What you need to do: Repeat exactly, and only, the lines of the entries below from the one with "target | woman's face" through the one with "task | one point per instance, each pair like [156, 98]", both ends included.

Saved entries:
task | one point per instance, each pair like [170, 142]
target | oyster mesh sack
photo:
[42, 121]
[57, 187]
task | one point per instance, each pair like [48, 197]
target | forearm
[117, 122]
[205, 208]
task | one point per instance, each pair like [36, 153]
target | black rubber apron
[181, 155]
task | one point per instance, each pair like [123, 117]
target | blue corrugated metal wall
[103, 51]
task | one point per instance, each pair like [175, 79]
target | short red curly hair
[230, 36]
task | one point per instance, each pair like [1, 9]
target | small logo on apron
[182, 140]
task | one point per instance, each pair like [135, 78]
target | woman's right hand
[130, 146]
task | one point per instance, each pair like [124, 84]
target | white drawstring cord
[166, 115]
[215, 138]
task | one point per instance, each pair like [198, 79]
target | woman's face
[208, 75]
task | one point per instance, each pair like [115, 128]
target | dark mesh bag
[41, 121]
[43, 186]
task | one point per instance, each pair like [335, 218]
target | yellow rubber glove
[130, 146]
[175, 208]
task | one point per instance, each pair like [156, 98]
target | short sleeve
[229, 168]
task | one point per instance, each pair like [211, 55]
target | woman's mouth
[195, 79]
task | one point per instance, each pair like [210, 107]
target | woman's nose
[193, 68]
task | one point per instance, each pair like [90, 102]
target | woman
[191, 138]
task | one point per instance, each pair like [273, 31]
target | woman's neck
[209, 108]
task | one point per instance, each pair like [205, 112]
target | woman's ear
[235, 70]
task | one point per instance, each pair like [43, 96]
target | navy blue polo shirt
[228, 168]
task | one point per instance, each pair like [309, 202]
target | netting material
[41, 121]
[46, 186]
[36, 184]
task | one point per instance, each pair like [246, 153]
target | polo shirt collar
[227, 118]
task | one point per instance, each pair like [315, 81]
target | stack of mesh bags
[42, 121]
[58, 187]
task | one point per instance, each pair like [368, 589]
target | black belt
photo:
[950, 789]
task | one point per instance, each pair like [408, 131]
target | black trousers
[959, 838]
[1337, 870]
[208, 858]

Task output:
target | woman's face
[208, 75]
task | one point per instance, each pair like [115, 128]
target | dark mesh bag
[41, 121]
[43, 186]
task | one point per instance, each pair like [335, 218]
target | yellow rubber glove
[130, 146]
[175, 208]
task | one point per instance, each pair like [156, 98]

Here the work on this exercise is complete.